BRIEF:
Rewrite every line of the records below as a numbered list, skipping any blank lines and leaving out the pictures.
━━━━━ PROVIDED DATA
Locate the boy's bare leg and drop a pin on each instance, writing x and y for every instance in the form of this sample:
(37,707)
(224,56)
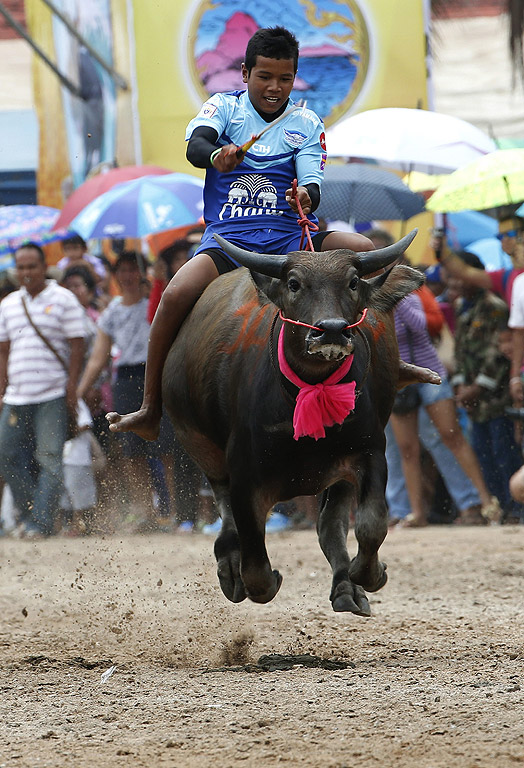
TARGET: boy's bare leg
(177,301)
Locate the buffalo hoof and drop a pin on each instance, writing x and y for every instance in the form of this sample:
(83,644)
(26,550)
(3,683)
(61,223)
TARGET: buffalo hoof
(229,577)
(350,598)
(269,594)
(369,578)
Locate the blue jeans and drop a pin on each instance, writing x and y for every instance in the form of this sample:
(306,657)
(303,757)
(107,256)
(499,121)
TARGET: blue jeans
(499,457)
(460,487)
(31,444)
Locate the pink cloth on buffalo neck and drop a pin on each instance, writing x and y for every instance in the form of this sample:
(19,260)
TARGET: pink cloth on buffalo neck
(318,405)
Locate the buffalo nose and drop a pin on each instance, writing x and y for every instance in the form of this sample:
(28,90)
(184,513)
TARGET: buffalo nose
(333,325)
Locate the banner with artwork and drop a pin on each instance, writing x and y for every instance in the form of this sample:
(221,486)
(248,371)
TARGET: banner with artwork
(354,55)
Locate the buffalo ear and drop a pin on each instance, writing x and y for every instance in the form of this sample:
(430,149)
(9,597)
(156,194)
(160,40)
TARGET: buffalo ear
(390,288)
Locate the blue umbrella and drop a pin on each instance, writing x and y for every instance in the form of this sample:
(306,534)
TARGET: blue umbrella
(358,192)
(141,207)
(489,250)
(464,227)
━━━━━━━━━━
FINISHED ANSWER:
1. Locate the boy's bare leg and drop a pin on each instance, writing x and y for every instance in the form of this sample:
2. (37,707)
3. (224,56)
4. TARGET: boy's bare leg
5. (177,301)
6. Locate the buffalo hoof and drop a pin on each instance, writing x and y for every instance in the form of this sample:
7. (83,644)
8. (26,550)
9. (3,683)
10. (61,223)
11. TARGET: buffalo hoof
12. (229,577)
13. (350,598)
14. (269,594)
15. (369,578)
16. Locate the blue jeans and drop a pin on each instance, writing x and y for every instance in the form of this sample:
17. (306,657)
18. (303,757)
19. (107,256)
20. (499,121)
21. TARGET: blue jeans
22. (499,457)
23. (460,487)
24. (31,444)
25. Locate the pink cloth on buffalo neck and drop a pin on each instance, writing x and y for every instance in the form of this sample:
26. (19,260)
27. TARGET: pink cloth on buffalo neck
28. (318,405)
29. Locate the buffalo nose and drop a pin on each instance, writing x and y for every instance in the form of this sample:
30. (28,90)
31. (184,513)
32. TARGET: buffalo nose
33. (333,325)
34. Locate the banner with artwork and drop a pin on each instance, writing x and y for every instance in the form of this sample:
35. (221,486)
36. (248,371)
37. TARGET: banner with artwork
38. (354,55)
39. Locate the buffalo ear and drop a pin on each instance, writing x and y for every instance in the form of this sample:
40. (430,149)
41. (9,597)
42. (156,194)
43. (160,40)
44. TARGET: buffalo ear
45. (390,288)
46. Locate the blue umbrella and drop a pin on each instance, writing x and y for every instance in the form of this sample:
47. (306,534)
48. TARGET: blue umbrella
49. (358,192)
50. (141,207)
51. (489,250)
52. (464,227)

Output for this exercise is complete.